- _Aim of the task_: Search term "shadow": copy each line of the data containing it.

- _Data_:
Content starts
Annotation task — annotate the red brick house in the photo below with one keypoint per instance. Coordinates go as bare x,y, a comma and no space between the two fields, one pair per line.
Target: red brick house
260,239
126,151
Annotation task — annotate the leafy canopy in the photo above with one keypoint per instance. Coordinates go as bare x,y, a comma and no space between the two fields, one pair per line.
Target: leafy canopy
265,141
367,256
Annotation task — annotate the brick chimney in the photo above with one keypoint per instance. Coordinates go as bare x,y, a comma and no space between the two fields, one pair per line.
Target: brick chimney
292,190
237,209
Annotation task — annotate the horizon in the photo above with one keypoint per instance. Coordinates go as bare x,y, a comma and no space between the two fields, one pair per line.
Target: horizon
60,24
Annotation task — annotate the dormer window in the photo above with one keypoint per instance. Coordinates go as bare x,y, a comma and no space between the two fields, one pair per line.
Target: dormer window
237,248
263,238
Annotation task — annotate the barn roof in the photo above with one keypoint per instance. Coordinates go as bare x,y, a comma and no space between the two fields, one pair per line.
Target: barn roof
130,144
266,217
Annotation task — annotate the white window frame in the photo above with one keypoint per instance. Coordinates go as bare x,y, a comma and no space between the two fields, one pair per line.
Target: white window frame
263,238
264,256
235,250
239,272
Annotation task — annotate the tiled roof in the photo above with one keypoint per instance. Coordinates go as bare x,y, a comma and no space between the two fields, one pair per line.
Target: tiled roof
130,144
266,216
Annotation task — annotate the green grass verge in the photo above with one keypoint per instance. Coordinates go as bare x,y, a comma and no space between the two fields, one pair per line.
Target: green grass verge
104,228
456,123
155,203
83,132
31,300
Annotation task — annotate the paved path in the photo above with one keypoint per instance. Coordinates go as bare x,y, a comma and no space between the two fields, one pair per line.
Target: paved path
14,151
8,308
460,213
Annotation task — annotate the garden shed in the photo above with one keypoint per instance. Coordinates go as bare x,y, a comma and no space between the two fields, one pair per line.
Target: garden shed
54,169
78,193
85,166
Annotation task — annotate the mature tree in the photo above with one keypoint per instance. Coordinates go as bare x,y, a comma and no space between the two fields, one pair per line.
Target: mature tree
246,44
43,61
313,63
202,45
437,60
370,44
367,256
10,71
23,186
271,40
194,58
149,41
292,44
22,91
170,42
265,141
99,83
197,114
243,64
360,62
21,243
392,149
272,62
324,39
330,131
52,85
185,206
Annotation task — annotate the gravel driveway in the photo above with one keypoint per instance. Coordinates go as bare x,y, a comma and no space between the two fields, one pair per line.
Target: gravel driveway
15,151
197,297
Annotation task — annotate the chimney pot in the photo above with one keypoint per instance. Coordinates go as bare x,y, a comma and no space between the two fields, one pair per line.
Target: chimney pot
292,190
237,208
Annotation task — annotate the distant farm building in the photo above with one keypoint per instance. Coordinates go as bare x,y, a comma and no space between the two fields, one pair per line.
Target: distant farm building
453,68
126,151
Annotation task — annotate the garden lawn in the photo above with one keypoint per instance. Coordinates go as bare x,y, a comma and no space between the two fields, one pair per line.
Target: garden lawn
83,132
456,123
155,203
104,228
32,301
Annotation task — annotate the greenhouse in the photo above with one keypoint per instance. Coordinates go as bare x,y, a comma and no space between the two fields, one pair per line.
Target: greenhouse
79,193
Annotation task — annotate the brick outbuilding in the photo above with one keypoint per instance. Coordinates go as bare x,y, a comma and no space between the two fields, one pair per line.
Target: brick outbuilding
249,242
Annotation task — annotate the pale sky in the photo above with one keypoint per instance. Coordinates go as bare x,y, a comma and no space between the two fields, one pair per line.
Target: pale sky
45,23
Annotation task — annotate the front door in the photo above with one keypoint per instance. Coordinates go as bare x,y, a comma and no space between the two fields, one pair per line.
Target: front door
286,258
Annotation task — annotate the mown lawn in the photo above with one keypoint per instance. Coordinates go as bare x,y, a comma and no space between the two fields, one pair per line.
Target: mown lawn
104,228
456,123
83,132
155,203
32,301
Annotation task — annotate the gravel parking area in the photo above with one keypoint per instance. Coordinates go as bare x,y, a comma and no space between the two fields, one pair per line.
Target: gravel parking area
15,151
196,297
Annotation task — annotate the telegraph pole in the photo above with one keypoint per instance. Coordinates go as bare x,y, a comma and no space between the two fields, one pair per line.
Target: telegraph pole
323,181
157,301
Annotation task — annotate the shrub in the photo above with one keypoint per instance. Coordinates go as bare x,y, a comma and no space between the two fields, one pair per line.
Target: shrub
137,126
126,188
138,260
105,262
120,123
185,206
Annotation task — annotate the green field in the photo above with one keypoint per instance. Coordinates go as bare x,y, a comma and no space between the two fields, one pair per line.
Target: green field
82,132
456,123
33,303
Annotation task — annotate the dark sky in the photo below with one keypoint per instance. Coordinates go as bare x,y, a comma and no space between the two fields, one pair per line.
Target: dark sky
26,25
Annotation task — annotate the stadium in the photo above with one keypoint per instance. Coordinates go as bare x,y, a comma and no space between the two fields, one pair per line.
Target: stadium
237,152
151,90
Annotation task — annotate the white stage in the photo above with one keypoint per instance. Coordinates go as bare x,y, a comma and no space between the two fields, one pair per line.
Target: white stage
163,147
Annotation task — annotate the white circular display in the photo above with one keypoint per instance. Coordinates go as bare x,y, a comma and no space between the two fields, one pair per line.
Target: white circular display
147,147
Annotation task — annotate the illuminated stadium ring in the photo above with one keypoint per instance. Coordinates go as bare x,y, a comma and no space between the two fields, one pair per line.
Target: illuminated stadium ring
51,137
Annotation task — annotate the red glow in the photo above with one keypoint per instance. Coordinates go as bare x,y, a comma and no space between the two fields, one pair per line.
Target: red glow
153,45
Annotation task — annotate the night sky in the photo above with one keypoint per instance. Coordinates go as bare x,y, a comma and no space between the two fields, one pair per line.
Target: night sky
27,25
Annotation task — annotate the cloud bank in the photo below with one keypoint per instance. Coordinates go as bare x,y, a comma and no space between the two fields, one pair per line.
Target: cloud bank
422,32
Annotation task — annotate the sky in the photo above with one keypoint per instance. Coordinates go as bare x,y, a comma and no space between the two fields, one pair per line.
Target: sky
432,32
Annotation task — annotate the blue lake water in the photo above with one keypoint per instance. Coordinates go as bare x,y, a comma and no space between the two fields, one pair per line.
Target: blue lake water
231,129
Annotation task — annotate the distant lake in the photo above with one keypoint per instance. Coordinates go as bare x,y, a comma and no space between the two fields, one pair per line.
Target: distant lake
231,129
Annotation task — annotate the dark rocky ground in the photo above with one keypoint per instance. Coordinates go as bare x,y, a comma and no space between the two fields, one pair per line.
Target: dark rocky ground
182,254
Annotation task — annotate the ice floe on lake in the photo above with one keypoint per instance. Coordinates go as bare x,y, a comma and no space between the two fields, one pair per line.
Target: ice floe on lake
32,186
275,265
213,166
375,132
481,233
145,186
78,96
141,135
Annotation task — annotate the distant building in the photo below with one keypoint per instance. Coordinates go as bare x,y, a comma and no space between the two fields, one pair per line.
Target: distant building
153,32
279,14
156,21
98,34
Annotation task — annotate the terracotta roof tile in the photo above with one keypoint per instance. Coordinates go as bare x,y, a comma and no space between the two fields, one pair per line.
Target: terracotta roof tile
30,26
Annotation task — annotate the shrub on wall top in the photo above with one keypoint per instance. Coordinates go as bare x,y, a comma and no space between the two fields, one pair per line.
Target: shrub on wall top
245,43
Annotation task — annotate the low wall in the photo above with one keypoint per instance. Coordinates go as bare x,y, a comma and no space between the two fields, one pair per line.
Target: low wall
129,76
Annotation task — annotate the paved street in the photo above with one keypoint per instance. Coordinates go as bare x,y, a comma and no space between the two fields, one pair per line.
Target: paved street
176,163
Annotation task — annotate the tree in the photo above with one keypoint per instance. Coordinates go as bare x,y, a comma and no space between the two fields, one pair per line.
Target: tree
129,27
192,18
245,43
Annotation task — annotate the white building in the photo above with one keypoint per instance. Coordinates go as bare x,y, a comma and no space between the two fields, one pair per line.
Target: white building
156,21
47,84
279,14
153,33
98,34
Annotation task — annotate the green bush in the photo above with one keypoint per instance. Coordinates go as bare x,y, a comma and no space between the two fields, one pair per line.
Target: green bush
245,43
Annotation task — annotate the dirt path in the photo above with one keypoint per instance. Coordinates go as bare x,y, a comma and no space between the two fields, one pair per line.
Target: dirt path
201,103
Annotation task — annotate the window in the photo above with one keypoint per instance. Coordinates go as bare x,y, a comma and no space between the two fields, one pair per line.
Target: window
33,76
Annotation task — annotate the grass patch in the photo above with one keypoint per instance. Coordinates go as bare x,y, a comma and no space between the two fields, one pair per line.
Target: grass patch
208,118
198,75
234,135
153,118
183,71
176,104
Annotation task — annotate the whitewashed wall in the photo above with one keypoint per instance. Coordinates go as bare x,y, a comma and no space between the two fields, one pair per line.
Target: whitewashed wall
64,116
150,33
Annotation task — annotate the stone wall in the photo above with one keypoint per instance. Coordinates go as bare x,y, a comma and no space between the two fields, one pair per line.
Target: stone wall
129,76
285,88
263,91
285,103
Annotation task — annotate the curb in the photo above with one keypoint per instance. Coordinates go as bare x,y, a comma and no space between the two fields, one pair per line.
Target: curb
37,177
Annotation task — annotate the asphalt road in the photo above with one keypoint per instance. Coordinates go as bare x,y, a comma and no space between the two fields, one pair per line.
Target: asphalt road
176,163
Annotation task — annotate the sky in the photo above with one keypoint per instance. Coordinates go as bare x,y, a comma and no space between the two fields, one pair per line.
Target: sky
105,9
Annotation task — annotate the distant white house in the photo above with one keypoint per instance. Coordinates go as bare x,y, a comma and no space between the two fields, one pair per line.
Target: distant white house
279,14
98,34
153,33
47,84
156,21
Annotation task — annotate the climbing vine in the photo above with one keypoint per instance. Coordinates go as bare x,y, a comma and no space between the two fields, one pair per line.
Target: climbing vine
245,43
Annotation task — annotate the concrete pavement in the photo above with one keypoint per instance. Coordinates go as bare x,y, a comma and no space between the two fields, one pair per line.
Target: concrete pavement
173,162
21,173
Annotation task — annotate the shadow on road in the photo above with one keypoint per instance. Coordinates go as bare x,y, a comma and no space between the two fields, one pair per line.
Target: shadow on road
Content ends
- _Response_:
Annotation task — annotate the shadow on road in the photo above with one keypoint per instance. Coordinates go as bare x,y, a comma and no space between the two fields, one pair per line.
Target: shadow on road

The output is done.